(A run of lines)

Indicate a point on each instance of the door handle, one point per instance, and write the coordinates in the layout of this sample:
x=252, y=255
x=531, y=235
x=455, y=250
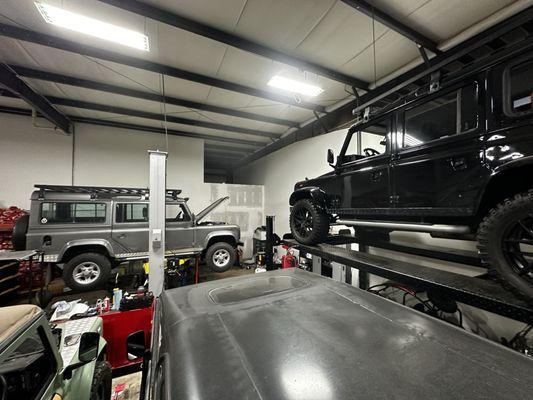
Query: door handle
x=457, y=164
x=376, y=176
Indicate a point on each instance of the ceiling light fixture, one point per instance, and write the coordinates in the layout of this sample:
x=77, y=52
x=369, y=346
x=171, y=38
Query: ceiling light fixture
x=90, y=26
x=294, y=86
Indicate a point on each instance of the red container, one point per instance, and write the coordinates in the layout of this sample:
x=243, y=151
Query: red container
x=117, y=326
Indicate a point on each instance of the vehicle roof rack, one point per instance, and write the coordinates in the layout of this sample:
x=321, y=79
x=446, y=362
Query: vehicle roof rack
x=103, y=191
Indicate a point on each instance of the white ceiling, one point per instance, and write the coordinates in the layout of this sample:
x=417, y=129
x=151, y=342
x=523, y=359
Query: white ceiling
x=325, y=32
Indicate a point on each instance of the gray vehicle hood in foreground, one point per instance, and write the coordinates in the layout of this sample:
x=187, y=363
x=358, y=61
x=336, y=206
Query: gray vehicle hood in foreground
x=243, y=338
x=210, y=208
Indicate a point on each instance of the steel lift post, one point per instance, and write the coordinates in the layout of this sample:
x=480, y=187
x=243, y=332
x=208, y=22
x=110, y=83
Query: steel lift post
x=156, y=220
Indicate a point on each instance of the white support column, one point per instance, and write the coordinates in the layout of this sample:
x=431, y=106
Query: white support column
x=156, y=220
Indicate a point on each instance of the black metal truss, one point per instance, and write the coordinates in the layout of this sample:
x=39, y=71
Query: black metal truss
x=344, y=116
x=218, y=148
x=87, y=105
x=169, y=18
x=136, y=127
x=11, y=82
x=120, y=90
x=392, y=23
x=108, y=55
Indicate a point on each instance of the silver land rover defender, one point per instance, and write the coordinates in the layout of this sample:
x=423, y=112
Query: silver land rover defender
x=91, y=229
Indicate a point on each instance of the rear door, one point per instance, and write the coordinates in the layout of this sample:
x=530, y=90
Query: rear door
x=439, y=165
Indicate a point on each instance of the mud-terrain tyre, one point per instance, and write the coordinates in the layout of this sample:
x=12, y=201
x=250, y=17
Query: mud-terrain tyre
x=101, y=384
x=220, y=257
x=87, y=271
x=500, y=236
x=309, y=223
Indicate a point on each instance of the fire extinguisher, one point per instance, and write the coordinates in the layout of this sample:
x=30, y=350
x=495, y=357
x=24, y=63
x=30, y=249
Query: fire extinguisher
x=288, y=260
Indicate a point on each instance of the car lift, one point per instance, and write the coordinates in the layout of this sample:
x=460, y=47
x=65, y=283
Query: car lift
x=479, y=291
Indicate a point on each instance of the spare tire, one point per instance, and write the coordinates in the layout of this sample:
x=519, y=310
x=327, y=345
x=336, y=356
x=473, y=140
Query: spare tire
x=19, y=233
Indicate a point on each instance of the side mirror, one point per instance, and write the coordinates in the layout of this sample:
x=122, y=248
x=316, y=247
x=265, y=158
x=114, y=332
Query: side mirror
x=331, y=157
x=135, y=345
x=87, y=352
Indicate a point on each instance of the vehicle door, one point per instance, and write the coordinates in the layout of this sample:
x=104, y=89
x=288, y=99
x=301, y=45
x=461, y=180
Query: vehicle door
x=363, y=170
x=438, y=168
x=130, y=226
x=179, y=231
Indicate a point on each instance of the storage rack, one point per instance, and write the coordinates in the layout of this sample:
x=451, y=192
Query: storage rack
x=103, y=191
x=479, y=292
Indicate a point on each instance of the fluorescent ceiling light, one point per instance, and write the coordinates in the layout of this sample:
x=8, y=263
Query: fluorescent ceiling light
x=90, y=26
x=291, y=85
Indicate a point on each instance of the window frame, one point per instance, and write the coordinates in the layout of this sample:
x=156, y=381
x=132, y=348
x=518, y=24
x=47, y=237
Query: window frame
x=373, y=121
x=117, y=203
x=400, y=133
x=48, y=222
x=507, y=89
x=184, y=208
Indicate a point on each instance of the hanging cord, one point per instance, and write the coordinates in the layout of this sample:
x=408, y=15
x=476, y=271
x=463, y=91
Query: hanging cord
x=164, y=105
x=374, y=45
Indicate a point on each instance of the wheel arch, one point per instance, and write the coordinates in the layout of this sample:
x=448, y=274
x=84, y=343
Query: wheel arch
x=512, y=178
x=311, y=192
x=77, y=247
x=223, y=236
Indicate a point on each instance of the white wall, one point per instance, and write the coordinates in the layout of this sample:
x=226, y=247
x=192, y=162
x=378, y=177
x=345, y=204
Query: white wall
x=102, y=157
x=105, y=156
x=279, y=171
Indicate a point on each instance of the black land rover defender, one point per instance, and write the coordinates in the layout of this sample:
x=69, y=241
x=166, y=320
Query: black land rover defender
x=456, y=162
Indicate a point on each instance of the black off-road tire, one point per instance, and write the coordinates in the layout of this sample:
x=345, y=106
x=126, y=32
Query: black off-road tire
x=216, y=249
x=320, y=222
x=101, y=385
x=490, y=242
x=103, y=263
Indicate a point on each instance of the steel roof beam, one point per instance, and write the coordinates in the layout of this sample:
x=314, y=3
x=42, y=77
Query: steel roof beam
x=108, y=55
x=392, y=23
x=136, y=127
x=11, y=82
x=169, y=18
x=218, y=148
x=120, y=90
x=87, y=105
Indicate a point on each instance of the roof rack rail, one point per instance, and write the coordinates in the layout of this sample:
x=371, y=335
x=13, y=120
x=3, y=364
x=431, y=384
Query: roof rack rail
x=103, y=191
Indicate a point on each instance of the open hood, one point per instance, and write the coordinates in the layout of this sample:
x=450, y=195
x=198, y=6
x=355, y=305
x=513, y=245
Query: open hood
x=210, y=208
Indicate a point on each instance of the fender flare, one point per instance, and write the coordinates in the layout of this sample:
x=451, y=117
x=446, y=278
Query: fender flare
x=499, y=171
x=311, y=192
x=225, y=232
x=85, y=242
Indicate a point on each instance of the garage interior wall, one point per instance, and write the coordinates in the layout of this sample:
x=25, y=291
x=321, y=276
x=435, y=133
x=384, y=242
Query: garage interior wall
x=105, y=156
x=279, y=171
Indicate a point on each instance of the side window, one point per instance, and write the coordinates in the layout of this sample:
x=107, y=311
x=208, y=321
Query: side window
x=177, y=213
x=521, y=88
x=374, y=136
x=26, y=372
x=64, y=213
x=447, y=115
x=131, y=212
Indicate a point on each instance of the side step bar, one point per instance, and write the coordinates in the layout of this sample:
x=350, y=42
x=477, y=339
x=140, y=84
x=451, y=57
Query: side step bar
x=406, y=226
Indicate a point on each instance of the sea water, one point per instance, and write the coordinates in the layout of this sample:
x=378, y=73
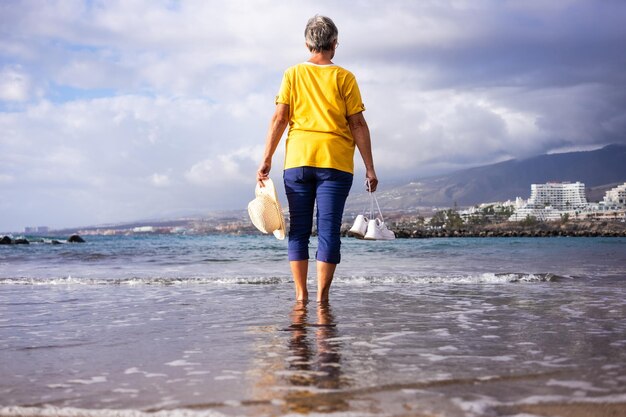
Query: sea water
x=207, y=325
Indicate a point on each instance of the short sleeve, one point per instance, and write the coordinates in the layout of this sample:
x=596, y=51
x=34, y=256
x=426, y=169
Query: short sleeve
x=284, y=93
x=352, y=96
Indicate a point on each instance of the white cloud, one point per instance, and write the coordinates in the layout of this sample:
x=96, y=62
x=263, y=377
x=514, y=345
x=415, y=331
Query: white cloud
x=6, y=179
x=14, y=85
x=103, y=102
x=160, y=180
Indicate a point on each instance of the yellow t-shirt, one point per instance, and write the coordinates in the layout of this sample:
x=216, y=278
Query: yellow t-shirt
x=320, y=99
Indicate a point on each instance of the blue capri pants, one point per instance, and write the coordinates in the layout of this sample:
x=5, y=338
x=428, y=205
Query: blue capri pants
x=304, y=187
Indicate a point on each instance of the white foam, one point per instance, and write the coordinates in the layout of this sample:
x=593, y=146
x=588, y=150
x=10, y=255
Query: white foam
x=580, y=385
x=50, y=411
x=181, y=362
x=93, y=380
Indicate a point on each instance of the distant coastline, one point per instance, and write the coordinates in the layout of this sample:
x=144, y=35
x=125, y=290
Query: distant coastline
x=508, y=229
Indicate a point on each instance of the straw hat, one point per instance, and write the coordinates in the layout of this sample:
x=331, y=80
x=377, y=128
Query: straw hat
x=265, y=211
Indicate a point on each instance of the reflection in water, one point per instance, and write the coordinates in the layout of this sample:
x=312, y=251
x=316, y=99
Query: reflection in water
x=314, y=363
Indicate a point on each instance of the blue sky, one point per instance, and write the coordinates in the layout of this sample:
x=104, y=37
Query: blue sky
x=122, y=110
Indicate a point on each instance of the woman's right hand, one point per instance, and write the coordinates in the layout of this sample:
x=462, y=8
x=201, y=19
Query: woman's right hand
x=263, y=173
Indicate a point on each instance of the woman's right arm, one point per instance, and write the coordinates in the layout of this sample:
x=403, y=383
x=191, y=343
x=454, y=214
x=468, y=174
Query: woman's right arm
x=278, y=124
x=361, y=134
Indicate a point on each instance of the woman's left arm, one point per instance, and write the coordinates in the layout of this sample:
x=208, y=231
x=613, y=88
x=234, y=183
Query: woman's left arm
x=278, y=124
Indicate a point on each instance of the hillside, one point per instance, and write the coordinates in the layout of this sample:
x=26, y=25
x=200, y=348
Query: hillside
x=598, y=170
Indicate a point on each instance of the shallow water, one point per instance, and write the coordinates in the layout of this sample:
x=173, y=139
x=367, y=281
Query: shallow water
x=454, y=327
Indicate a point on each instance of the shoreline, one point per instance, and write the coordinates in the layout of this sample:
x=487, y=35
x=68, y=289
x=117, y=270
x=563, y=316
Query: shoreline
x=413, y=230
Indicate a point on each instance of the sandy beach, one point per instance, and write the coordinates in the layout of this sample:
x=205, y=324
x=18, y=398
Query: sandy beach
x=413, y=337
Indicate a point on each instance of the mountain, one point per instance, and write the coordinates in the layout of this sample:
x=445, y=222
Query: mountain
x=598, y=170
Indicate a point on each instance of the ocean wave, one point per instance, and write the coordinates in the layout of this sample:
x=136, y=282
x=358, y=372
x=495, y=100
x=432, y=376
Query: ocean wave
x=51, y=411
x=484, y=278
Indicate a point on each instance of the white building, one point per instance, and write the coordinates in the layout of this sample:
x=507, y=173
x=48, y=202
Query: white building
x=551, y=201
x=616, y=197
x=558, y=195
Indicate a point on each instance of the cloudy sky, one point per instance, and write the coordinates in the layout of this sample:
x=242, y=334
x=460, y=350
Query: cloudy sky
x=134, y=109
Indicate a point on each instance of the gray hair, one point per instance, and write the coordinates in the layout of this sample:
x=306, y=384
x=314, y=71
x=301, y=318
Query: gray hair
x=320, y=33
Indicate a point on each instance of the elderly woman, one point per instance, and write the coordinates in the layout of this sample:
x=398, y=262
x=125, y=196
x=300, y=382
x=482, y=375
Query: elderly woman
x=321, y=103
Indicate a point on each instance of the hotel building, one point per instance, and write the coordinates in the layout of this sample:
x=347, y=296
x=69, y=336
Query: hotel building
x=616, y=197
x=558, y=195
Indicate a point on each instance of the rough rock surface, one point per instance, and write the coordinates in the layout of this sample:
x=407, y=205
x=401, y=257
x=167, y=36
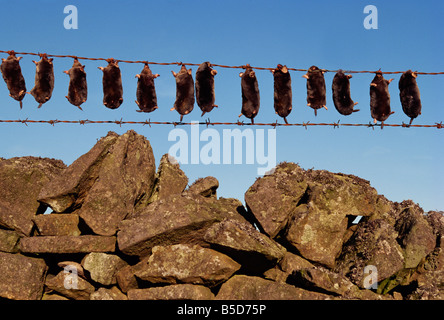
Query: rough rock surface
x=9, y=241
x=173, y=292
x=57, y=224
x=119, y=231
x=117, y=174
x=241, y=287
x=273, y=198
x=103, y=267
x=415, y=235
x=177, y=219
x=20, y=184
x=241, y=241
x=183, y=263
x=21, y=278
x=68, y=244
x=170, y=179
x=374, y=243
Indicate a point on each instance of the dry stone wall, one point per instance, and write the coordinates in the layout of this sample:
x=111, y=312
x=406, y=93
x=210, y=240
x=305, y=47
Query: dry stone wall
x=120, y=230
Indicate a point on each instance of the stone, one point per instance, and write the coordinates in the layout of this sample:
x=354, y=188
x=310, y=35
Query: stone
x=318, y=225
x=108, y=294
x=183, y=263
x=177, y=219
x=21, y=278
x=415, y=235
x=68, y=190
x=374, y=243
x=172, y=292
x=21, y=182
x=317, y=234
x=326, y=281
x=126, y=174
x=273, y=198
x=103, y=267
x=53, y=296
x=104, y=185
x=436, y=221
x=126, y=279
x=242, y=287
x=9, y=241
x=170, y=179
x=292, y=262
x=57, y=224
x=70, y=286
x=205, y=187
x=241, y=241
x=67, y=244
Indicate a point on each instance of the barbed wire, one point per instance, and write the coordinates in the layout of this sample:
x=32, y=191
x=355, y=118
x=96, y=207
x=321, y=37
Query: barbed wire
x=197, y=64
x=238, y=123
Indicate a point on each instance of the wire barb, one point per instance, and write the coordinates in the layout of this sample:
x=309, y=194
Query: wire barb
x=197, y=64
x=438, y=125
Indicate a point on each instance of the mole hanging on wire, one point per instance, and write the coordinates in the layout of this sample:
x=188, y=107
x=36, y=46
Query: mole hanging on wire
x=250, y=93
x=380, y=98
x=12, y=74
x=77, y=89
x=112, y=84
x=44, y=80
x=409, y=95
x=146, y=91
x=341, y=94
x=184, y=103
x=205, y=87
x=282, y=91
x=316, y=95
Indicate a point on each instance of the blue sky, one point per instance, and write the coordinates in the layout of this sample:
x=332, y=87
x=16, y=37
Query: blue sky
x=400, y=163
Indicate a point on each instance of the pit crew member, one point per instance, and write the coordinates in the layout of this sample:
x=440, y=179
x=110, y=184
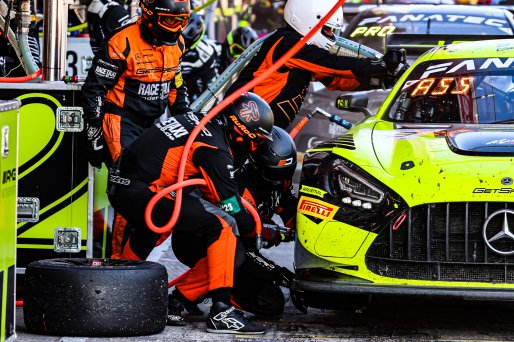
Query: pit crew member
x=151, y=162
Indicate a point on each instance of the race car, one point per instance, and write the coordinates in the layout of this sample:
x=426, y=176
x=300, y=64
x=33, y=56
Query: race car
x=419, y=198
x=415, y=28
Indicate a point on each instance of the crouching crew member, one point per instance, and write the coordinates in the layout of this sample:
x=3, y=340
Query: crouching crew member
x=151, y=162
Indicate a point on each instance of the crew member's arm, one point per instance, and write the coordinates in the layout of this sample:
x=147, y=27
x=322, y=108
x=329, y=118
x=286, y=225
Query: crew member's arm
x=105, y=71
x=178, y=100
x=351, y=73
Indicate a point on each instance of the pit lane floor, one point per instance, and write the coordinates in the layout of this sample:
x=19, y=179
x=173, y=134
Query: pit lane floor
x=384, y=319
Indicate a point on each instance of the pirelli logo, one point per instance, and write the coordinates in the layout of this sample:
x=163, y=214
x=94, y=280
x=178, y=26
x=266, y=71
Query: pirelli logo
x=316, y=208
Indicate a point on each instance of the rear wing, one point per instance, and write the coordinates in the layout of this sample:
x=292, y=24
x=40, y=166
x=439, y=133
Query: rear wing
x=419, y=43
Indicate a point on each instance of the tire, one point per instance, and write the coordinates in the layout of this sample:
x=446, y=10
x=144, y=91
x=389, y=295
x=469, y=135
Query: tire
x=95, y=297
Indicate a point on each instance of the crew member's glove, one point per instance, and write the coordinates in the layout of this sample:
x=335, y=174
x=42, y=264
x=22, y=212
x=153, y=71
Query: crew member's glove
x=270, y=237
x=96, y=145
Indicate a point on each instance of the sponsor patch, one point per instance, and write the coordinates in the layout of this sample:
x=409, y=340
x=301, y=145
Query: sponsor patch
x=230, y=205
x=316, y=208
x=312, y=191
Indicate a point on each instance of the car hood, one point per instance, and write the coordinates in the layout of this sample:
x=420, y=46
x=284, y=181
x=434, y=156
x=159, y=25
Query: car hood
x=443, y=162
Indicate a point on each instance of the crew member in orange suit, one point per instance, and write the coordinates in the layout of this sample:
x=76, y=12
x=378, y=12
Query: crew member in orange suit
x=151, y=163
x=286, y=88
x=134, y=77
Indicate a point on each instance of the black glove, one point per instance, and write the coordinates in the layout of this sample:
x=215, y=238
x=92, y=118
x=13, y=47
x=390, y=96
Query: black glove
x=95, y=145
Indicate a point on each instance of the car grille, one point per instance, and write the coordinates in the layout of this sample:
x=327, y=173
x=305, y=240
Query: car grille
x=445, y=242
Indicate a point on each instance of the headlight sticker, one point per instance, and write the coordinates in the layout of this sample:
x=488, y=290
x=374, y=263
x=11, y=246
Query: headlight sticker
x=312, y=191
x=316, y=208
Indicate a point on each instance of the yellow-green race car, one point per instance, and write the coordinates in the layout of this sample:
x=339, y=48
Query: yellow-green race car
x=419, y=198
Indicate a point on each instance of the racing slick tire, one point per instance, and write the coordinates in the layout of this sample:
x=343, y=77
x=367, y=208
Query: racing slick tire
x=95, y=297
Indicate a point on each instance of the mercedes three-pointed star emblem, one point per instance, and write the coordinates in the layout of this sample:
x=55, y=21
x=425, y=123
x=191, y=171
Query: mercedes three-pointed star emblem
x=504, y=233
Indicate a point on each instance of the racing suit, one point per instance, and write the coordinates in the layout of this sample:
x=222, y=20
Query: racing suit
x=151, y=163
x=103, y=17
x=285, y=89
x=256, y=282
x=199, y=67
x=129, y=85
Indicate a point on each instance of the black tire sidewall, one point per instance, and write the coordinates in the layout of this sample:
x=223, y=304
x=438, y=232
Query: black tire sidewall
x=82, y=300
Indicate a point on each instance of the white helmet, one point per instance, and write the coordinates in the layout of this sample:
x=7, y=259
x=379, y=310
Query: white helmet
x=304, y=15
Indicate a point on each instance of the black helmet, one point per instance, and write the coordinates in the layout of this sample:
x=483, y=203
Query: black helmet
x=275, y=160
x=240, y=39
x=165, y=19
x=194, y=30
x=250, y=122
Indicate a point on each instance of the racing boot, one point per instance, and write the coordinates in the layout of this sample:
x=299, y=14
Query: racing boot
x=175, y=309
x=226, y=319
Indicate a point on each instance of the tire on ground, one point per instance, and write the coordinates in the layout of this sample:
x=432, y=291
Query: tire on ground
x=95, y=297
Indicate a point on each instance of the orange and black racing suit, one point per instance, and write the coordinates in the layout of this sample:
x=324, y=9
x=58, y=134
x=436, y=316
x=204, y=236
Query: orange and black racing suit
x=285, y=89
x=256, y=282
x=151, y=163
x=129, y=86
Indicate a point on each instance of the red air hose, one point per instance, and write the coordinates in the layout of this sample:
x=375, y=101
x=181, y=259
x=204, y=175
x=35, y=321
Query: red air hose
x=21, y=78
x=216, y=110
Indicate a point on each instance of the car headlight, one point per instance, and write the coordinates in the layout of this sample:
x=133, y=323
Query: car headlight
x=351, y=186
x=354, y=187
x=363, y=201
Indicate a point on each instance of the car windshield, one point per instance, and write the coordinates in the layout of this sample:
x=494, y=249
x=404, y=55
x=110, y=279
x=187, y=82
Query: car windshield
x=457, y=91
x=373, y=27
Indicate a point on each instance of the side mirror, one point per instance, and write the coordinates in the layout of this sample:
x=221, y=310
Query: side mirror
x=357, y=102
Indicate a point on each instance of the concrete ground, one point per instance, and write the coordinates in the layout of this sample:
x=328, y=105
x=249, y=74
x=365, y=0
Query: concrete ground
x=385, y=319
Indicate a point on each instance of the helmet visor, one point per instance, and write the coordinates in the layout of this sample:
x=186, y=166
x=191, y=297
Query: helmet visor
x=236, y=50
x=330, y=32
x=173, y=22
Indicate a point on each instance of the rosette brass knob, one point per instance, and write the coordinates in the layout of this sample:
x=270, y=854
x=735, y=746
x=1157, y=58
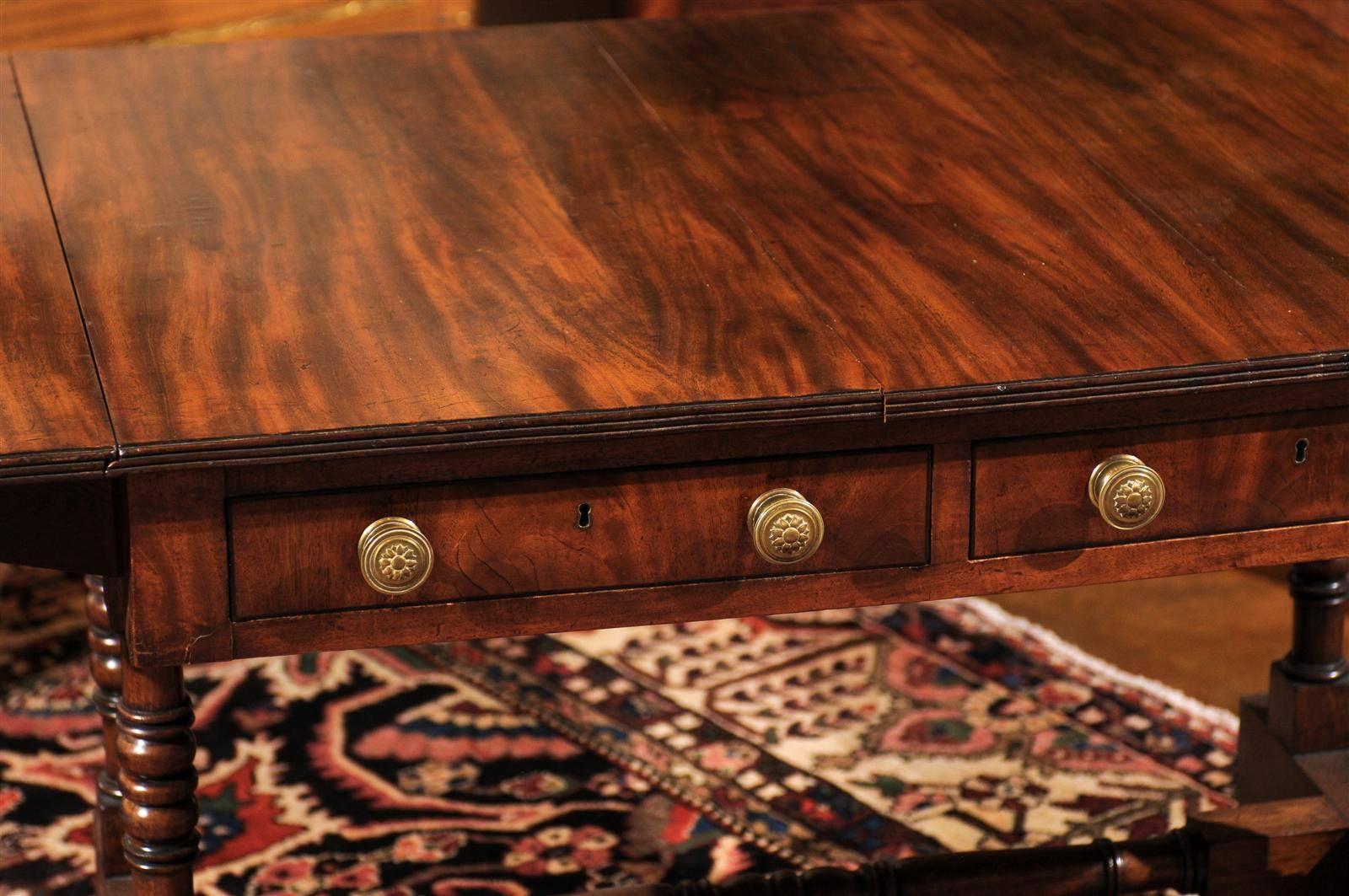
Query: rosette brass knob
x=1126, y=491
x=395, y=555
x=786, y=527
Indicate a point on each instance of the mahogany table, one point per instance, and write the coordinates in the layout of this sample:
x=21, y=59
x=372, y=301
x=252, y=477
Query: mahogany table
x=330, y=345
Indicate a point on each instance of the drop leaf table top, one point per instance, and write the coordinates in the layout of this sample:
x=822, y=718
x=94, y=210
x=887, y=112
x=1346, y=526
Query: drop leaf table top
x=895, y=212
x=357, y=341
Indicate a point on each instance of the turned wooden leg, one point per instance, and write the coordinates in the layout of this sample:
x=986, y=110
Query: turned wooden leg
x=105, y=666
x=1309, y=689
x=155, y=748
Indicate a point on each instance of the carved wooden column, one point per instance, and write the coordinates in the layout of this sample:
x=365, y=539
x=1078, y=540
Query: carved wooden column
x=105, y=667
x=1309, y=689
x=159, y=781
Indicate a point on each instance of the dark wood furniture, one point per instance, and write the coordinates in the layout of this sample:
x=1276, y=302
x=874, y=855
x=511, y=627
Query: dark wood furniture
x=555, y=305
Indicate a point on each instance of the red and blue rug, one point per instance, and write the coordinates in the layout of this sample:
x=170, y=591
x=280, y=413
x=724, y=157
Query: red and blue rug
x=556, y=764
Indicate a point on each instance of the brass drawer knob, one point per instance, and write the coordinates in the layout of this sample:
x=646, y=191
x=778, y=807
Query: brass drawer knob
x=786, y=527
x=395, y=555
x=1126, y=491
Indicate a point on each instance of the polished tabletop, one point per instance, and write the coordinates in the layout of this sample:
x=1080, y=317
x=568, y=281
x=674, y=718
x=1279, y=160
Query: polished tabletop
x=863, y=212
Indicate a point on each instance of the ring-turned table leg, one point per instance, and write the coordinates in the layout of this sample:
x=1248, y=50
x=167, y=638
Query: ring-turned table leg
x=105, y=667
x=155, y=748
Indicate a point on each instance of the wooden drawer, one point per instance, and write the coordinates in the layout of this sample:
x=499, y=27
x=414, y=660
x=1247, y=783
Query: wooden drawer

### Work to be completed
Rewrite the part that opens with the line containing "Indicate a point on each instance of the racing slick" and closes with the line containing "x=504, y=233", keeping every line, including the requests. Multiply only the coordinates in the answers by 1.45 and round them to whole numbers, with halves going up; leave the requests and their sample coordinates unchanged.

### Result for this exercise
Indicate a point on each instance of the racing slick tire, one point per instance, and write the coordinates in the layout of this sample:
x=343, y=77
x=367, y=208
Query: racing slick tire
x=138, y=431
Indicate a point on each instance of the mercedes three-pointed star emblem, one point per instance, and write the coordinates in the layout of this sample:
x=55, y=21
x=425, y=123
x=191, y=171
Query: mercedes three-pointed star emblem
x=731, y=338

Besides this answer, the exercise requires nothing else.